• **Exercise requirements**: Find each line in the records below that contains the word "camouflage" and copy it out. Case matters.

• **Records supplied**:
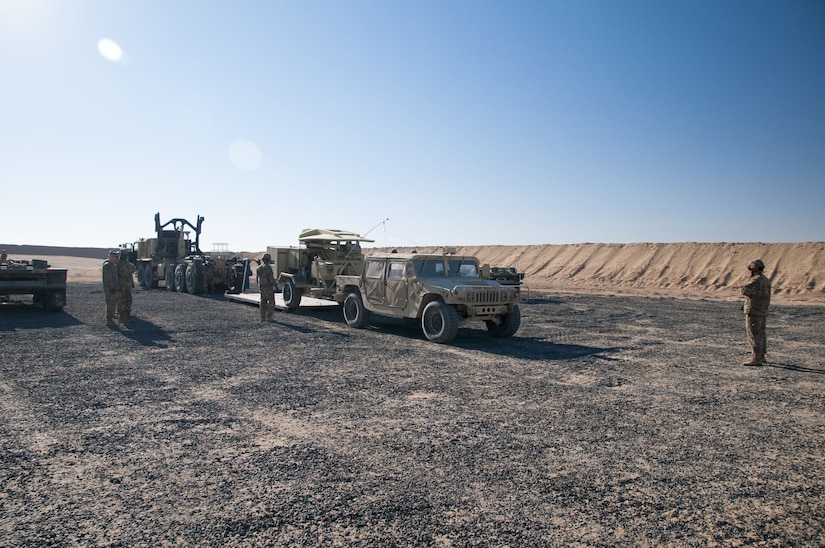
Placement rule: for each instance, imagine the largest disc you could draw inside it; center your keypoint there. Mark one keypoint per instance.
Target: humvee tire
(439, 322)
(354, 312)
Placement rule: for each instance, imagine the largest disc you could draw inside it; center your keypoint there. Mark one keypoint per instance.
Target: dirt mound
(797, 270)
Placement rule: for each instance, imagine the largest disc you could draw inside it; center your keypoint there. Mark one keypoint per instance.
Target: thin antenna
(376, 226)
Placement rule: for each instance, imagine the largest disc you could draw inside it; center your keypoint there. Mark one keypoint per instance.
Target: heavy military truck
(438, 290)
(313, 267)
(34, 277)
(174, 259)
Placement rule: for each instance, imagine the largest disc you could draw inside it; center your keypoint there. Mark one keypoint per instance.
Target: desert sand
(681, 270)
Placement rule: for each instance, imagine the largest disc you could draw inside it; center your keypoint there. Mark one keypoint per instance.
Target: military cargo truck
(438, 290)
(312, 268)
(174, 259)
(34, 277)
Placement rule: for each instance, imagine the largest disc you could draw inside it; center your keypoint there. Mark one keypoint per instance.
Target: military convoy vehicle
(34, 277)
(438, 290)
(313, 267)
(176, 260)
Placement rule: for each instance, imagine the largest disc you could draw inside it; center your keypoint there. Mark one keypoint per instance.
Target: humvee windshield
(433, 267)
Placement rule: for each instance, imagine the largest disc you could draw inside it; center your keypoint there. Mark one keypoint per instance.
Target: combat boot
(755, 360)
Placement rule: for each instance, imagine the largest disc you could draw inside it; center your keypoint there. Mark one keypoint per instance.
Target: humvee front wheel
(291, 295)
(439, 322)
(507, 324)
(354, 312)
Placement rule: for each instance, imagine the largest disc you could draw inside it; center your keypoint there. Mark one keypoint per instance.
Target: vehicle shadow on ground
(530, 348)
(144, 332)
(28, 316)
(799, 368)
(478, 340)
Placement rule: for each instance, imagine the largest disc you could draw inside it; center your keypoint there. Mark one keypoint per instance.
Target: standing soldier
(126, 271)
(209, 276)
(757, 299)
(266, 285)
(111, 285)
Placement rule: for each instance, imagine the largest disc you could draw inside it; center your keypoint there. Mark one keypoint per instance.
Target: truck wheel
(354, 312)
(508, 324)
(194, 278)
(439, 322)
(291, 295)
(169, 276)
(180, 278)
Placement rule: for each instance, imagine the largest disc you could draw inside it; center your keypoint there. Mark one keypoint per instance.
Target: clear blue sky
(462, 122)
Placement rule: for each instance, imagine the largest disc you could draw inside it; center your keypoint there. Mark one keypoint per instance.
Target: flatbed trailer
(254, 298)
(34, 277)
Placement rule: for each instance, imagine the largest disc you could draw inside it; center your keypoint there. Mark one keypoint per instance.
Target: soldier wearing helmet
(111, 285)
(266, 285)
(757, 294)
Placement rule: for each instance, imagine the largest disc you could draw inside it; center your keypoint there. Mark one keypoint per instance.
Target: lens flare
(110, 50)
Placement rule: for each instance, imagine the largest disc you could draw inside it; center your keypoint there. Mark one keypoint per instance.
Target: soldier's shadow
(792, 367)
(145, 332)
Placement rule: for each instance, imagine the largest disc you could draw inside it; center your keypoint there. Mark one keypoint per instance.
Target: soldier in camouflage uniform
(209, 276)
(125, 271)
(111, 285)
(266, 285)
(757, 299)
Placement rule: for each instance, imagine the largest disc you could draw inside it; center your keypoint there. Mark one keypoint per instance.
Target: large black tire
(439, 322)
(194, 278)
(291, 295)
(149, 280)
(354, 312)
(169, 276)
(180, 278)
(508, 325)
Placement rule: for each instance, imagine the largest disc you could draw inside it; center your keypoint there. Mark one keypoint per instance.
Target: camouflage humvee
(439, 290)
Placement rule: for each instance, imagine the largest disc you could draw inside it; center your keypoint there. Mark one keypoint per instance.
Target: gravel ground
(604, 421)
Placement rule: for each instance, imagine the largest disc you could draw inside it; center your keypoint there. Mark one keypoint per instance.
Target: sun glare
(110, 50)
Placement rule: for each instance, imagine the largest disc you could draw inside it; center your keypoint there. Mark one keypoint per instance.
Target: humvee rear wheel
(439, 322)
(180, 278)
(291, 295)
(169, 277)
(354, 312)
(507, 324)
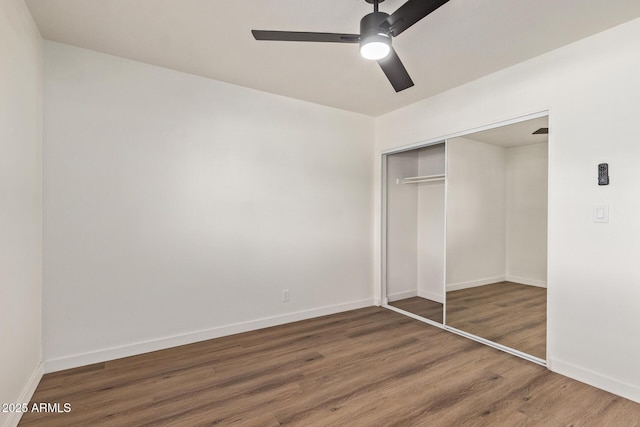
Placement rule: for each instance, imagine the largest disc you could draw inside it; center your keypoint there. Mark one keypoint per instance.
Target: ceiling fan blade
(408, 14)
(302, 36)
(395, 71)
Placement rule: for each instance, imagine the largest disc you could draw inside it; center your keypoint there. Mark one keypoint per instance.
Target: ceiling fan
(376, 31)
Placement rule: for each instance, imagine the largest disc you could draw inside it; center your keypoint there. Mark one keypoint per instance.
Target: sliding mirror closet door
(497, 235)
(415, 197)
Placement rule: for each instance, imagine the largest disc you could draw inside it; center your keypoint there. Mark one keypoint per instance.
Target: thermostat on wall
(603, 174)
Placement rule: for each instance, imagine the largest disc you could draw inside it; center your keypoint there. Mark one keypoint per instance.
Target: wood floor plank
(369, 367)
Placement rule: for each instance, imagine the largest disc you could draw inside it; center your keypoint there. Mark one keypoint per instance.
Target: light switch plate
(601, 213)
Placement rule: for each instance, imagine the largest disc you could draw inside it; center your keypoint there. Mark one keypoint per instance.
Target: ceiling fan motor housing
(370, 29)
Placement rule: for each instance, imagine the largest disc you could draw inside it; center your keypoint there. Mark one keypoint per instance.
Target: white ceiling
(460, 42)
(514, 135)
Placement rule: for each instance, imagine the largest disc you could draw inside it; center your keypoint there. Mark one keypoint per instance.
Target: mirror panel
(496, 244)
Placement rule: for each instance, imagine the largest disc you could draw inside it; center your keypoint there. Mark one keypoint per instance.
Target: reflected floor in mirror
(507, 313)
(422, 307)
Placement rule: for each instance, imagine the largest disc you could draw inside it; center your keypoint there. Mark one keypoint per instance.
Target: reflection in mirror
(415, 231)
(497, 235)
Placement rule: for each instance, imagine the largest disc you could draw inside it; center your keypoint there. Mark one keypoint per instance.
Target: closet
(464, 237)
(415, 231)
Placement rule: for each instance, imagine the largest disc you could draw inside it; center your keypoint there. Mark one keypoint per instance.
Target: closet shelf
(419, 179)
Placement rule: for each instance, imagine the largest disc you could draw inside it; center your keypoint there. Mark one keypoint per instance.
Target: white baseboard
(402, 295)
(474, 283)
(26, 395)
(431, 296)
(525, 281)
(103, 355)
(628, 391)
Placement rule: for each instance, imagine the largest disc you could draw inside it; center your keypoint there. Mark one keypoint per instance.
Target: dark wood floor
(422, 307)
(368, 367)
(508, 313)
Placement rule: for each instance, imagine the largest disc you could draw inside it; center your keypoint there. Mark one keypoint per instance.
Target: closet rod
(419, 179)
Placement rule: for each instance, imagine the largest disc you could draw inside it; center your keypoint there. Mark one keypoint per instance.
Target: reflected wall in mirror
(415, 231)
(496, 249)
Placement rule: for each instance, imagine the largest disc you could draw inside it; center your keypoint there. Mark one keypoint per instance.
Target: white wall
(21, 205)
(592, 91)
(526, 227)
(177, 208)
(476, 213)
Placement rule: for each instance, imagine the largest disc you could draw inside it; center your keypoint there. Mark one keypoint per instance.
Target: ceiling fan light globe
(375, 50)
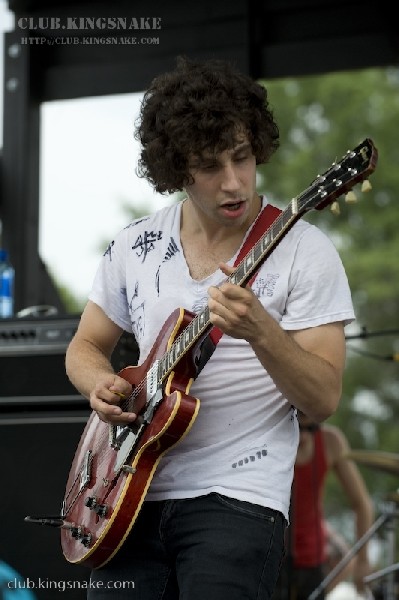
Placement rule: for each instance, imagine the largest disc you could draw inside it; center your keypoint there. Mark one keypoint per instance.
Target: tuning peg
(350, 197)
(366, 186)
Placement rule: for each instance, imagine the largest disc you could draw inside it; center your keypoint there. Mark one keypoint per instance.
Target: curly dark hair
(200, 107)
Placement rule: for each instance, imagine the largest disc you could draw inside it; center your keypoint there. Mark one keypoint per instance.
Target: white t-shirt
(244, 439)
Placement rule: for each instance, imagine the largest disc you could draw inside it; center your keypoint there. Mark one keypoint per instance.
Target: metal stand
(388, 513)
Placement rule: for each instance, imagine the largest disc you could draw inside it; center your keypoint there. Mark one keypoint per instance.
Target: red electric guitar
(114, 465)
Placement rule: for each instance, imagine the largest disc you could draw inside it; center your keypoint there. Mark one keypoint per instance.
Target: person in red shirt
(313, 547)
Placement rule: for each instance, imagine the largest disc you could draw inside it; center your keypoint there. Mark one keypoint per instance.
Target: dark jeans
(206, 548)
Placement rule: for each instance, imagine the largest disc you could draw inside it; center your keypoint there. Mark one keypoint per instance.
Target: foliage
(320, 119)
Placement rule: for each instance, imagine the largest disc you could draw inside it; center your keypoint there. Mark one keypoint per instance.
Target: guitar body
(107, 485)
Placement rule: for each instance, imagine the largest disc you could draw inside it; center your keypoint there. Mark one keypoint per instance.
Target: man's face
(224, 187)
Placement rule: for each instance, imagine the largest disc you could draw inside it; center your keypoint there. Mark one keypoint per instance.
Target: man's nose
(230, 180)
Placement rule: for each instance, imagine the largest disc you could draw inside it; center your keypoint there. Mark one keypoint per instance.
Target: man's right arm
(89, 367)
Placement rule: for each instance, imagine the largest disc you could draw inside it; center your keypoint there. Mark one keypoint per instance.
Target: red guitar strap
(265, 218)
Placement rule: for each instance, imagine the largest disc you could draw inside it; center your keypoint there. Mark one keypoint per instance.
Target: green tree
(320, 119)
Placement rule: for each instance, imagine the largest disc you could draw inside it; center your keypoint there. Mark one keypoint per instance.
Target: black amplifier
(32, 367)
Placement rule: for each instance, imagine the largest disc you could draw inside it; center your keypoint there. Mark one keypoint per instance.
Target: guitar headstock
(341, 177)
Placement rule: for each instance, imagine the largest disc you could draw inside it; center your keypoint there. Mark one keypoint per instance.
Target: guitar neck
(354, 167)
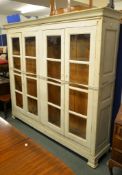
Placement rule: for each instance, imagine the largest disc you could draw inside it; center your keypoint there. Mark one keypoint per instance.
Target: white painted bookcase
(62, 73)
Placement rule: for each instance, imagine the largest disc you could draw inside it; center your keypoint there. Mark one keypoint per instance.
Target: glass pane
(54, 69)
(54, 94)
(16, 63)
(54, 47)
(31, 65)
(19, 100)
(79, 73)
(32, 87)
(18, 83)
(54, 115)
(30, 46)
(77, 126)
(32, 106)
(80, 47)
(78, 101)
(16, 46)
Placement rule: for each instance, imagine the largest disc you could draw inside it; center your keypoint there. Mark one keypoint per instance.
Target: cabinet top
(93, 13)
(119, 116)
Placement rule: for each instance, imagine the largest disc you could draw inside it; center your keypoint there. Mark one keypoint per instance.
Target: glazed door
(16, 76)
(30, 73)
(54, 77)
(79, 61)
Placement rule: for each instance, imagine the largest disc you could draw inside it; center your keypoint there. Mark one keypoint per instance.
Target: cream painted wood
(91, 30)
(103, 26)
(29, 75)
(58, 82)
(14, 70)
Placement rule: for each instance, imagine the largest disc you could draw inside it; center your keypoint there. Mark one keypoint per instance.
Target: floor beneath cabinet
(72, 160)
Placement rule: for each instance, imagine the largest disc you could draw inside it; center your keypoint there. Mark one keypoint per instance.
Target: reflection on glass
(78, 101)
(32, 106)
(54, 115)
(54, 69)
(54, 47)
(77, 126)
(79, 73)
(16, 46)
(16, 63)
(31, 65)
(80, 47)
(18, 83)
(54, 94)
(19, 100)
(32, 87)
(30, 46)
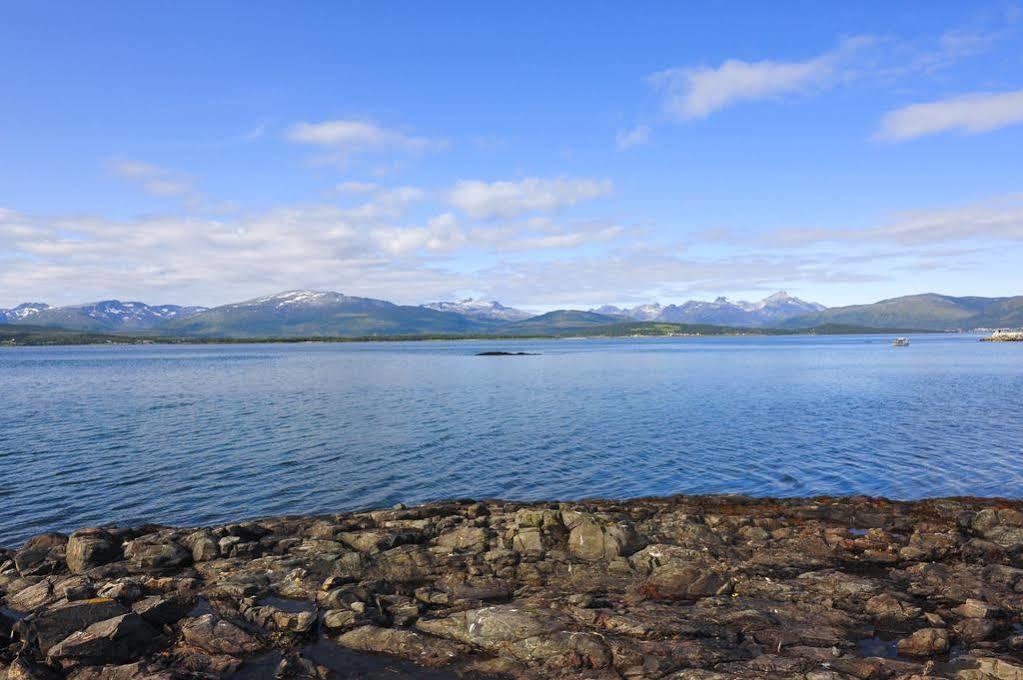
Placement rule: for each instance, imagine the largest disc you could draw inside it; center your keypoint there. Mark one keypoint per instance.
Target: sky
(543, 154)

• **The answer**:
Target: soldier in camouflage uniform
Target: camouflage humvee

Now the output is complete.